TEXTO DE ORIGEN
------------------------------------------------------------------------
El grito de Independencia, esta tradición de celebrar la autonomía del pueblo que inició hace más de 200 años, incluye una conmemoración tácita por la libertad de expresión que también fue parte de esa lucha histórica, aunque tal vez no recapacitamos en ello. En lo personal, no me embriaga la pasión celebratoria por la fiesta patria, no por un sentimiento de malinchismo, sino porque pienso que hay formas más sofisticadas de rendir honor al Estado del que formamos parte que signifiquen más que los gritos, llantos y oropeles tricolor, basura inmediata pasado el grito a la medianoche.
Es complicado, desde el idealismo de Nación en que vivimos, celebrar y portar una máscara de armonía frente al caos que enfrentamos como país, sobre todo cuando el uso del “poder” del Estado dejó de ser “suave” para convertirse pronto en una maquinaria de dominación despótica que atenta contra aquello que se opone a sus intereses. En últimas fechas vimos, pues es imposible no hacerlo, al presidente Andrés Manuel López Obrador, atacar de manera frontal al periódico El Universal y Reforma, a las revistas literarias y de crítica cultural como Letras Libres (Enrique Krauze) y Nexos (Héctor Aguilar Camín y Rafael Pérez Gay), al periodista Carlos Loret de Mola y a Víctor Trujillo, bajo su personaje Brozo. Son medios y personajes periodísticos nacionales que hacen una dura crítica a los proyectos del gobierno cuestionables por la mala estrategia de ejecución y viabilidad. Los medios sediciosos que envenenan al pueblo bueno.
------------------------------------------------------------------------
MATERIAL PROPORCIONADO
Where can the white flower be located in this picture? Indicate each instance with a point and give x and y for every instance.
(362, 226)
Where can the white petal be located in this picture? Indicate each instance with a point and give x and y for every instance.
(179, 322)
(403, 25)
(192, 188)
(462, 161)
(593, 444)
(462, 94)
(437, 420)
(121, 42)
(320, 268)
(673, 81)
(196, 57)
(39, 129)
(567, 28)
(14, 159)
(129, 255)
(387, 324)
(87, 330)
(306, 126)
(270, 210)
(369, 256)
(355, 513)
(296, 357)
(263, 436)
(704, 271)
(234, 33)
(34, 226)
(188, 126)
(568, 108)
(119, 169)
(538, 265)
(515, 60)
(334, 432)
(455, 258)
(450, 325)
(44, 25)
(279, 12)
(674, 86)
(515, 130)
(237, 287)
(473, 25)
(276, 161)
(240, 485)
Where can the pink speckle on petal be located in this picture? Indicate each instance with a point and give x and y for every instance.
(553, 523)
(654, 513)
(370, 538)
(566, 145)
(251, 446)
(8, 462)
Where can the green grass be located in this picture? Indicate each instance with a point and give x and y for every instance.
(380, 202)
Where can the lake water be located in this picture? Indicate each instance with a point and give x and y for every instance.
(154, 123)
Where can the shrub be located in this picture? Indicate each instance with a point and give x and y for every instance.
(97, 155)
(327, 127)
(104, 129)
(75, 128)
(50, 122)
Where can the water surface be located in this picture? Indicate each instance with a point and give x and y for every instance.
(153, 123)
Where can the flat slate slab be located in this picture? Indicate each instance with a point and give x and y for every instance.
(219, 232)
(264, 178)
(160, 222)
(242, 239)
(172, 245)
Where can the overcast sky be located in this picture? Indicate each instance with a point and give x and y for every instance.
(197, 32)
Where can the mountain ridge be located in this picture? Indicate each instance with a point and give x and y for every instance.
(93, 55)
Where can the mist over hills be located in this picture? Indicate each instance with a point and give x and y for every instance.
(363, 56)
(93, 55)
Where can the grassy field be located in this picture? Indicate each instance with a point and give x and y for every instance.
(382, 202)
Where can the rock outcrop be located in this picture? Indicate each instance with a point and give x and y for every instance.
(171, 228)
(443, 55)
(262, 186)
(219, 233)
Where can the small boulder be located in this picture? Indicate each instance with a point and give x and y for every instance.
------------------------------------------------------------------------
TU TAREA
Continúa, por favor, el texto sobre el Grito de Independencia y la libertad de expresión a partir de su última oración. Las entradas provienen de otra fuente y no tienen relación con el texto.

RESULTADO
El proceder imperioso de López Obrador desde la tribuna de gobierno contra los medios de comunicación es un ataque directo al libre pensamiento, que tiene en la crítica plural su única herramienta para propiciar el diálogo-debate entre el pueblo y los gobernantes, un acto que no debe entorpecerse. Si bien no es un misterio que las estrategias primarias de la política se basan en el ataque directo al adversario-enemigo, es innegable que las “formas” en el despliegue de la fuerza del Estado son ineludibles para evitar el choque desigual y condenatorio aunque existan declaraciones de guerra entre ambos.
Después de casi dos años de conferencias presidenciales a horas canónicas podemos definir el concepto de “la libertad de expresión” de López Obrador bajo la tesis certera de Salman Rushdie: “¿Qué es la libertad de expresión? Si no tenemos libertad para ofender, [la libertad de expresión] deja de existir?”. Hoy, por desgracia, no hay en México un gremio, sociedad civil, fideicomiso, líder de opinión, grupo empresarial, gobernante estatal, núcleos científicos, agrupaciones deportivas y culturales que, al no compartir el punto de vista del presidente, no sea vilipendiado. ¿Acaso los aludidos o agredidos sentirán que deben celebrar el grito de Independencia del Ciudadano que gobierna a los mexicanos, que ataca a los mexicanos, que deja morir a los mexicanos por la pandemia y su estrategia de inmunidad de rebaño obligada? Manchar reputaciones es el pilar sobre el que se sustenta la libertad de expresión del presidente, quien, bajo su lógica no perfectible, tiene el derecho de hacer o decir cualquier cosa sin asumir la responsabilidad básica que conlleva abrir la boca.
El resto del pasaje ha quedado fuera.